### Data items
——
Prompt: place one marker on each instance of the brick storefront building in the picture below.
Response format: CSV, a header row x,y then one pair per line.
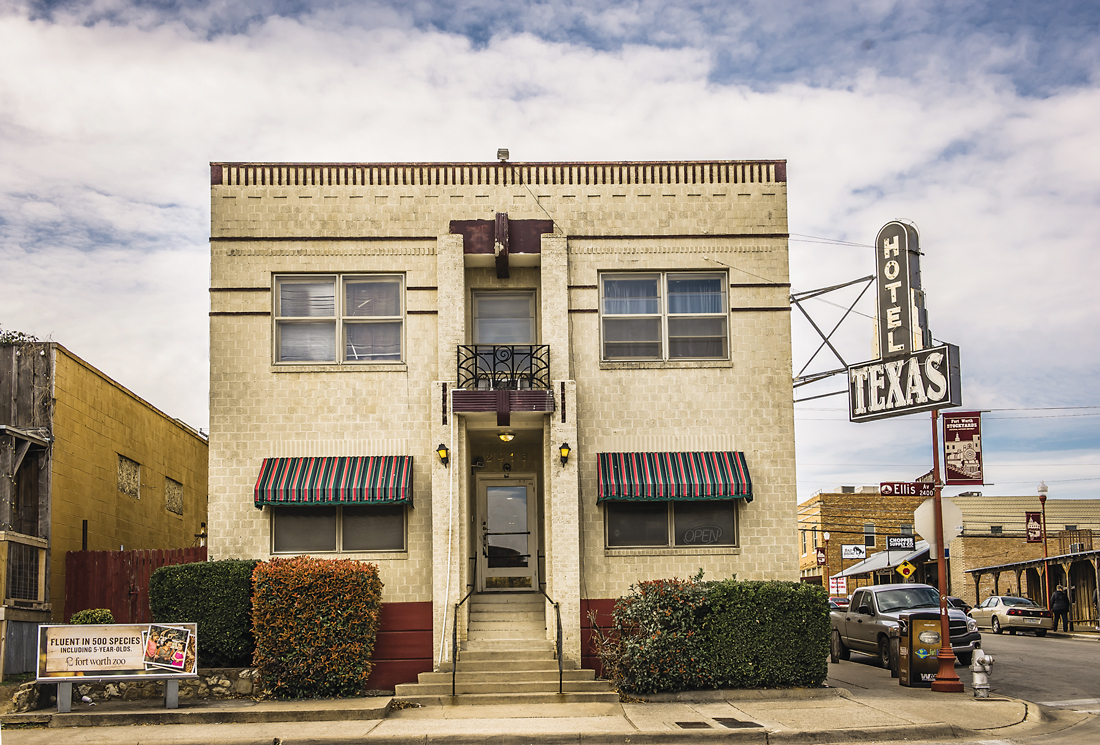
x,y
370,319
993,540
851,515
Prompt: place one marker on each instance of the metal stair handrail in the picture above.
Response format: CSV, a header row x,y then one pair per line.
x,y
454,643
557,609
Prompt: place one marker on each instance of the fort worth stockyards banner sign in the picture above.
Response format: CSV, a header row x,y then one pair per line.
x,y
963,449
117,650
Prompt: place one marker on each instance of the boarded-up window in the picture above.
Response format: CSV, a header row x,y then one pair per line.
x,y
129,477
174,496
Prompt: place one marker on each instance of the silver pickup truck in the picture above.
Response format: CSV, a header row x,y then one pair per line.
x,y
865,626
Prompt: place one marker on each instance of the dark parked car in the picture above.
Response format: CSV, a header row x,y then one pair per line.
x,y
959,603
866,625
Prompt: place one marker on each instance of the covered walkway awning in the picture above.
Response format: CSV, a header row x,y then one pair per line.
x,y
336,480
662,477
884,560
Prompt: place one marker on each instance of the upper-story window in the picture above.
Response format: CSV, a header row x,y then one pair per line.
x,y
339,318
664,316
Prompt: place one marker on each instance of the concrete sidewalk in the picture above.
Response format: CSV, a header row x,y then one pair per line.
x,y
798,715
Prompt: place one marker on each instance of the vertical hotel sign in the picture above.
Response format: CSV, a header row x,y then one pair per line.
x,y
963,449
910,374
902,318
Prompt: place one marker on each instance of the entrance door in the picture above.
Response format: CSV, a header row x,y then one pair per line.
x,y
507,557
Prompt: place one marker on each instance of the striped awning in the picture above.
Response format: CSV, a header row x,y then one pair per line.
x,y
355,480
673,477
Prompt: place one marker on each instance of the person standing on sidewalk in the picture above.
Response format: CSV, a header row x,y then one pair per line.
x,y
1059,606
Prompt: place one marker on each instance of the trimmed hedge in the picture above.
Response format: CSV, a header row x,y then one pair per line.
x,y
94,616
673,635
315,623
767,634
217,595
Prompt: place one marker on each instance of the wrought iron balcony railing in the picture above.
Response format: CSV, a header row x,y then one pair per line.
x,y
504,366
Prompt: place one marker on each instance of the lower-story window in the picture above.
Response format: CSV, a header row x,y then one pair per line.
x,y
680,524
347,528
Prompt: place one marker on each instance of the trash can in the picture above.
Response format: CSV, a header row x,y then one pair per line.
x,y
919,646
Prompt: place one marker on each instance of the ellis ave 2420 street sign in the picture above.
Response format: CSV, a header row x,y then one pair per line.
x,y
908,489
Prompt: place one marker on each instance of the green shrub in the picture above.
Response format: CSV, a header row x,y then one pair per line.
x,y
658,626
94,615
672,635
767,634
217,595
315,622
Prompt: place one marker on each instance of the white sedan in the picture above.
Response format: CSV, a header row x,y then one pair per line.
x,y
1001,612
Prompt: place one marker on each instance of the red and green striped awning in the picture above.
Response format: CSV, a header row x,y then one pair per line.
x,y
355,480
673,477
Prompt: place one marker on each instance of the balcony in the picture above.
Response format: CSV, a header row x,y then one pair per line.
x,y
504,368
504,379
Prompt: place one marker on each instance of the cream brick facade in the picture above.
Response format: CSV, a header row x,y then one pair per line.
x,y
273,219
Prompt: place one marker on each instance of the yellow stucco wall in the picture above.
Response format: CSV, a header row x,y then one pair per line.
x,y
96,420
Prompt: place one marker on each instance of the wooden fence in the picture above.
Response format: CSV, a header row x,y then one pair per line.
x,y
118,580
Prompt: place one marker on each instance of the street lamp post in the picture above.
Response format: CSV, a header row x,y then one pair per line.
x,y
1046,567
946,680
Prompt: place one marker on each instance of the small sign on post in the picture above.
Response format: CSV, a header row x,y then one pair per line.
x,y
963,449
117,652
854,551
901,544
1033,521
906,489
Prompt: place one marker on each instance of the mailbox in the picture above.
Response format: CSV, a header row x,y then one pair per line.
x,y
919,647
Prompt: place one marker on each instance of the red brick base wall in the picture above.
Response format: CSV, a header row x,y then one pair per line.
x,y
403,648
603,609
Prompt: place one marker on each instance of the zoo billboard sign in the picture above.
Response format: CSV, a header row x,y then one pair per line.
x,y
112,652
917,382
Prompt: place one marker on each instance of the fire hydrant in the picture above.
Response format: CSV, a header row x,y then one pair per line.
x,y
981,666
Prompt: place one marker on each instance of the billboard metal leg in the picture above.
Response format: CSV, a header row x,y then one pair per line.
x,y
64,698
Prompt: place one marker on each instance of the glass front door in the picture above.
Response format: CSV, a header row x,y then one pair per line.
x,y
508,556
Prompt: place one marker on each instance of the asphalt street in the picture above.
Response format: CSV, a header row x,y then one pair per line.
x,y
1062,674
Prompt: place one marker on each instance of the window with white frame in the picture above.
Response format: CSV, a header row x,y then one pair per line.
x,y
664,316
672,524
344,528
337,318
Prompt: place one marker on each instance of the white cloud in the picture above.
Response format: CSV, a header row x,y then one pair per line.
x,y
107,130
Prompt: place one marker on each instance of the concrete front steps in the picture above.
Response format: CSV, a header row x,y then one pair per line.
x,y
506,659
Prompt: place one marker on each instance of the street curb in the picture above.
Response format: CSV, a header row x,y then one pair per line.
x,y
158,716
746,694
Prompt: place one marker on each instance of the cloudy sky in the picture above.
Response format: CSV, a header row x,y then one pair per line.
x,y
975,120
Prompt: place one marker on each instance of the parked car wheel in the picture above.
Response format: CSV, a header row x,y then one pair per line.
x,y
837,650
884,653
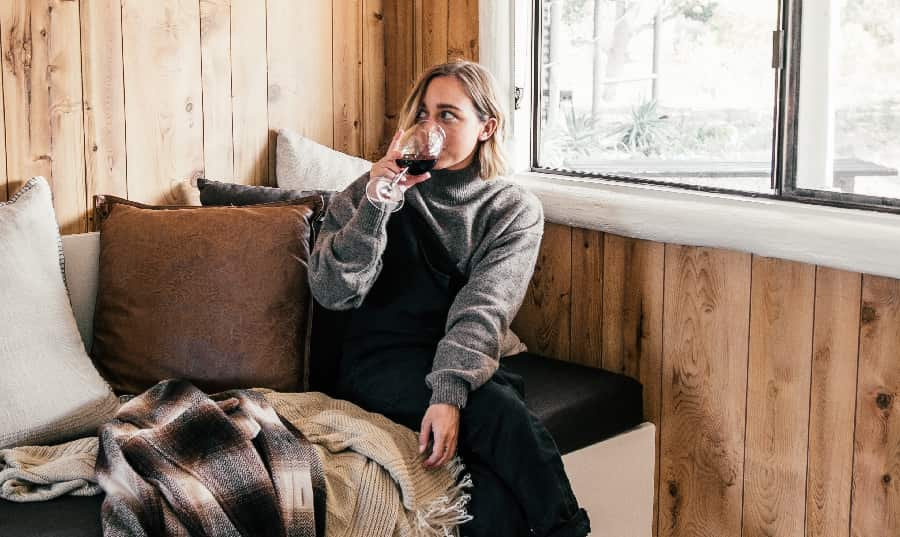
——
### TASK PROMPT
Return every line of the rows above that contains the word "brick", treating uppercase and lowercase as distinct.

### THE SOLUTION
Prompt: place one marker on each instance of the brick storefront building in the picture below.
Prompt: place one marker on each instance of the cream brick facade in the picture above.
Prompt: place one marker on each instance of the red brick base wall in the picture above.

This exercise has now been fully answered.